- **STATED TASK**
Rewrite the entries from the start through the line containing "column 456, row 246", replacing "dormer window" with "attic window" and leaving everything else unchanged.

- **DATA TO PROCESS**
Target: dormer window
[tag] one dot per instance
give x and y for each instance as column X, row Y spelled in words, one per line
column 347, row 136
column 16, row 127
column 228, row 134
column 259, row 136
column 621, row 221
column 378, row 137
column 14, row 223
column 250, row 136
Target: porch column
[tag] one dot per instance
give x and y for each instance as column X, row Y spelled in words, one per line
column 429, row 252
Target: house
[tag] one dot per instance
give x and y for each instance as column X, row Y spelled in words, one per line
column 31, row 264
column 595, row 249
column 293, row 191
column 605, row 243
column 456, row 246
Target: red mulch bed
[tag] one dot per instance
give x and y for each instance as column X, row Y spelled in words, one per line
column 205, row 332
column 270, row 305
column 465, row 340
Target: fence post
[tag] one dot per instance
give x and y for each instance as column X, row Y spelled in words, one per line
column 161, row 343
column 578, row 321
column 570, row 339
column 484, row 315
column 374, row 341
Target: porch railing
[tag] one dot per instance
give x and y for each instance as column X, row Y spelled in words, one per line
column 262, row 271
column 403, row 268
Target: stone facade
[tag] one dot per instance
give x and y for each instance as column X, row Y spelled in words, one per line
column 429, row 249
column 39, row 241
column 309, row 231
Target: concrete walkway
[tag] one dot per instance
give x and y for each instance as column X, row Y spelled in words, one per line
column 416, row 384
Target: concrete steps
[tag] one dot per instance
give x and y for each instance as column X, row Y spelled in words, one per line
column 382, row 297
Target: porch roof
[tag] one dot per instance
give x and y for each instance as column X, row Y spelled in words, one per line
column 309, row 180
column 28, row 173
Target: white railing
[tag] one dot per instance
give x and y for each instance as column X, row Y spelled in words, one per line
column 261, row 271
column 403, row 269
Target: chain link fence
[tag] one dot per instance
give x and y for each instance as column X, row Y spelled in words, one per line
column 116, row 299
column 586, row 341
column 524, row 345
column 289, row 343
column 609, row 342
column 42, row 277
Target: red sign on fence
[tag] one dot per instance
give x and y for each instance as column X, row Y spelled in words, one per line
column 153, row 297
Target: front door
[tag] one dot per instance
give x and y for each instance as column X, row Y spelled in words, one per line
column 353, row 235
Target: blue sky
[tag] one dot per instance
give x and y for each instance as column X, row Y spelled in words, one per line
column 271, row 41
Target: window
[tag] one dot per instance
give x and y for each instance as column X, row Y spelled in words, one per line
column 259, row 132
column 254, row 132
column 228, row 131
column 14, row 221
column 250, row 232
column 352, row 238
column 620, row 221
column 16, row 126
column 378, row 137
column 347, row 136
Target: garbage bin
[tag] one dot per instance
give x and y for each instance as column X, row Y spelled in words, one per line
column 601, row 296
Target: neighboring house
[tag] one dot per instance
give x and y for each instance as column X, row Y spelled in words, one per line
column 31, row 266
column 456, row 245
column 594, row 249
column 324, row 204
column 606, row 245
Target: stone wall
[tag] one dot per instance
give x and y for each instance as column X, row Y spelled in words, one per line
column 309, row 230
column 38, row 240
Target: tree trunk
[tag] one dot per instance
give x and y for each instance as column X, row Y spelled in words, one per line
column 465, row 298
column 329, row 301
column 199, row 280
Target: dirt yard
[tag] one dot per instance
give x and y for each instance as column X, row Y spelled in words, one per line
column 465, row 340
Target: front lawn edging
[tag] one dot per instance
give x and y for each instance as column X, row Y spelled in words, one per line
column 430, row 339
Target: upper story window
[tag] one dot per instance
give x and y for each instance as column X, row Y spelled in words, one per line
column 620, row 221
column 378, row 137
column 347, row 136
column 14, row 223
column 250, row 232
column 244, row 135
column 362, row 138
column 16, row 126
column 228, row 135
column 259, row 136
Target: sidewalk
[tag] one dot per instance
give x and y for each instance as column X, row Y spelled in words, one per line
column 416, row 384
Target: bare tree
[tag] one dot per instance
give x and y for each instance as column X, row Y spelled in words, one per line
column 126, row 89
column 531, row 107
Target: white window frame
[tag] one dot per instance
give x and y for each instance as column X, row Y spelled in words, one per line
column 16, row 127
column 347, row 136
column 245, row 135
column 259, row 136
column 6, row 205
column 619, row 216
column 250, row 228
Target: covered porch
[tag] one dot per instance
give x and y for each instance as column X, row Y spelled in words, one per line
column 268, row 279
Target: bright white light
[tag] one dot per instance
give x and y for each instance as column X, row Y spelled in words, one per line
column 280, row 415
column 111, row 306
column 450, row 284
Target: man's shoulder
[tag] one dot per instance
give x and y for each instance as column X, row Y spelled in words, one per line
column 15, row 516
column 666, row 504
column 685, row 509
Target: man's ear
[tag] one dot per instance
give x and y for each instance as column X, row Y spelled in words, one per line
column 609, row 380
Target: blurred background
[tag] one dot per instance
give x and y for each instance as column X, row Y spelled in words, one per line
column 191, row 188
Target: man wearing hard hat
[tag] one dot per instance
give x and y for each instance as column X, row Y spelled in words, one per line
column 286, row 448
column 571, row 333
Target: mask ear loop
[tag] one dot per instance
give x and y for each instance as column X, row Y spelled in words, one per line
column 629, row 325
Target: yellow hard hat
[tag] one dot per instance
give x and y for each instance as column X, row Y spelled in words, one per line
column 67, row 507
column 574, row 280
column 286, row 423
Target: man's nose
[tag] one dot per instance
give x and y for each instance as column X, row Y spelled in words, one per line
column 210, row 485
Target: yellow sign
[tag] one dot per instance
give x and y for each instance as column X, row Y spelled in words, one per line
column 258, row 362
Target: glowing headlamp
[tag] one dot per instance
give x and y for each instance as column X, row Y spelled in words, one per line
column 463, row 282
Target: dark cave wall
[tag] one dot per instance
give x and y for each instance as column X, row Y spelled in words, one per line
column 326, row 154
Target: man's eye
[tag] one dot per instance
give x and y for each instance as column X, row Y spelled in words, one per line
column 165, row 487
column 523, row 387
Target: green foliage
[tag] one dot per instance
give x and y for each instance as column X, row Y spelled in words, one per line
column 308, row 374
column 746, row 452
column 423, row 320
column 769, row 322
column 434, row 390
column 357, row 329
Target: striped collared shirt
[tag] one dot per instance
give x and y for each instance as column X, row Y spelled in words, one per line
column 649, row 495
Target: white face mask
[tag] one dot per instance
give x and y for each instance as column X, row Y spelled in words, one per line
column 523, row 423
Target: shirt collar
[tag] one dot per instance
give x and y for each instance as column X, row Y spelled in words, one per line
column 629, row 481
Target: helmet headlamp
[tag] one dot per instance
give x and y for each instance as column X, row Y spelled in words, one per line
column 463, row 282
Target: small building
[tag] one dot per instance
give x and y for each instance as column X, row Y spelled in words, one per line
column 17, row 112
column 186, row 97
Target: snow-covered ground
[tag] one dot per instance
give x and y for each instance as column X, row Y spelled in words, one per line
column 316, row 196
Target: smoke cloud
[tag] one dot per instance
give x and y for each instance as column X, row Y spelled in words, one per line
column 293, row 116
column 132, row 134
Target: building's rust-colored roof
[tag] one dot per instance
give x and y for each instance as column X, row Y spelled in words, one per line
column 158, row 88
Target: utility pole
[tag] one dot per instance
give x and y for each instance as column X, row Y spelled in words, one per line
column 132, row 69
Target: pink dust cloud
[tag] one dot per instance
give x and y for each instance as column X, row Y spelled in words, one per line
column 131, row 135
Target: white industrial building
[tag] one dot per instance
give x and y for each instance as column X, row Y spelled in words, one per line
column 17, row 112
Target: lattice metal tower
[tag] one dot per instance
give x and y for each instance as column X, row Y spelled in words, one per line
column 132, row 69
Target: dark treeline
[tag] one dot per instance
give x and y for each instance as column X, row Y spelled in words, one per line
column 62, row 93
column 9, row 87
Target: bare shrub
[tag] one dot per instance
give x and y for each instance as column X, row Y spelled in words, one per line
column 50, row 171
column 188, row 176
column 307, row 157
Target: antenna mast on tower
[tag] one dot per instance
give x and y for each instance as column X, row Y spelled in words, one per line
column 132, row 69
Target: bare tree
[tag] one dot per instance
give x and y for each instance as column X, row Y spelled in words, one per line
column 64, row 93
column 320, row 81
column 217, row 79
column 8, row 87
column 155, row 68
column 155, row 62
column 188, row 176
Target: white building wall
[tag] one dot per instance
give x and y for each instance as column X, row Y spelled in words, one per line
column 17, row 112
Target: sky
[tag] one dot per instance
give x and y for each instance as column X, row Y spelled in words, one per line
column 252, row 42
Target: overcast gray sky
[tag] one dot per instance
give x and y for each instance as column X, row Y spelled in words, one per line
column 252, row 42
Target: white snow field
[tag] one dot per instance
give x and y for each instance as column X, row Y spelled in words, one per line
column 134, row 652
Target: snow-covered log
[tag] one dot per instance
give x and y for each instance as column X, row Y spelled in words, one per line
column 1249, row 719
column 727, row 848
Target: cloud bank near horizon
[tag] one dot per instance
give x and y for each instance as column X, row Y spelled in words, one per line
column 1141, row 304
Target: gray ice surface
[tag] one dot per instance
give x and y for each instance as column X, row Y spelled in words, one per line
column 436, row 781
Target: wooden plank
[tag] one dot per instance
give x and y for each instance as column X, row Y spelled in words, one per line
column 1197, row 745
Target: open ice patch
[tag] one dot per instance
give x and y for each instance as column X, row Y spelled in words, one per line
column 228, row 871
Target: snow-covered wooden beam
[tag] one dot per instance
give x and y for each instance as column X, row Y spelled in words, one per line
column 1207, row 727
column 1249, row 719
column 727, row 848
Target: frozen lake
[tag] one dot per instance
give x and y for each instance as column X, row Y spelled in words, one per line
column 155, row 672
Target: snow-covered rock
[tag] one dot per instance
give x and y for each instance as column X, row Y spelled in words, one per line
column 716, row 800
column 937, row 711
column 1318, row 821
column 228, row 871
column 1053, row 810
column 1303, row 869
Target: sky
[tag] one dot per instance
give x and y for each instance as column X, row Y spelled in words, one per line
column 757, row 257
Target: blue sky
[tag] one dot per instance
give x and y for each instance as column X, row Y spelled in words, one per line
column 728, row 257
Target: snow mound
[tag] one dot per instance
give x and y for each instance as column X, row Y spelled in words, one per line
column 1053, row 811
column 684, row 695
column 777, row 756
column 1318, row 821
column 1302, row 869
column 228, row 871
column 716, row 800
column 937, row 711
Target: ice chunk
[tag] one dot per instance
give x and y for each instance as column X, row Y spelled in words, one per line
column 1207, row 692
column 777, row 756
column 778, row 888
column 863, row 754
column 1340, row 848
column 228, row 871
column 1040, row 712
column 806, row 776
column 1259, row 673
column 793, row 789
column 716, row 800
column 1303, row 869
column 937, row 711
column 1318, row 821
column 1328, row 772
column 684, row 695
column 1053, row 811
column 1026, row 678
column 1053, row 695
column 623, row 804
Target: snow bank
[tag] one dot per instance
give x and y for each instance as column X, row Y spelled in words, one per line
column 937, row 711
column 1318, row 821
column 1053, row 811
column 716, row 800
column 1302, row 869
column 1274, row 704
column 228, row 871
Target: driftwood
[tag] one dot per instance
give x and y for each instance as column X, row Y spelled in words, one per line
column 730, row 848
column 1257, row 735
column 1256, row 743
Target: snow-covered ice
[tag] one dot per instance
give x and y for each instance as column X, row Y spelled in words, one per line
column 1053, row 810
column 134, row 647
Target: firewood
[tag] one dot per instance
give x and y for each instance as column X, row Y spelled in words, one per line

- **EXERCISE ANSWER**
Target: attic window
[tag] one dot per instance
give x and y for each instance as column X, row Y spelled in words, one per line
column 347, row 136
column 16, row 127
column 228, row 134
column 259, row 136
column 621, row 221
column 378, row 137
column 14, row 223
column 250, row 136
Target: porch column
[tag] one dot per instance
give x and y for each instance as column X, row Y spelled in words, one per line
column 429, row 252
Target: house
[tag] one dot per instance
give x and y for each instance as column X, row Y spelled in words, one per line
column 31, row 264
column 595, row 249
column 293, row 191
column 605, row 243
column 456, row 246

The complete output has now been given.